Thursday, January 29, 2009

Why can't we hold onto a moment?......



It has been an up and down kind of week..

I have been cleaning out my moms things..and the more i find..the more grateful i am that there is so much for me to go thru..

I have found my mom in the pages of her daily diaries...from when she was 12 til when she was 90...there is so much...

i have found her in the notes she saved..and the things she wrote...the smell of her perfume...and the piles of scrapbooks that she saved ...
i have really grown to admire my mom so much more while going thru her things...and at times, i fall under the...why did she have to die..to ...i am so glad she didnt have to live as a blind and deaf woman....this was the direction she was quickly heading to...

in the past few months, my mother lost all the sight in her left eye...and her right eye was at 50%. in the hospital she didnt want to read, or watch tv, or listen to anything..she was tired and she couldnt see and her hearing was failing as well...in fact i didnt even bring her flowers...the first time, because she couldnt see them, or smell them.....as she was sleeping, she was just waiting for the end.

DATA BLOCK –
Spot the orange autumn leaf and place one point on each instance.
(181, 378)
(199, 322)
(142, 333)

COMPLETE THE FOLLOWING –
1) Reproduce the part of the blog post about cleaning out a mother's things starting with "i have really" and going on through "quickly heading to...".
2) Carry on the blog post about cleaning out a mother's things from the point where it stops.
The lines have nothing to do with the blog post.

ANSWERS IN ORDER –
1)
i have really grown to admire my mom so much more while going thru her things...and at times, i fall under the...why did she have to die..to ...i am so glad she didnt have to live as a blind and deaf woman....this was the direction she was quickly heading to...

2)
it is a very hard thing for a daughter to accept...

but as i read all her writings...her missing my dad...her joy of life...and her completely full life...her love of being a wife, a mother, a grandmother..... until only this past year when she was getting weaker and weaker....

i slowly am accepting this...

it is so painful...to let go...to say this is final... final...oh i can barely say this word....i find this all so hard..

it is so painful for me too, to let go of the past, those sweet memories of youth...when everything was young...and wonderfully alive......why cant we hold onto time?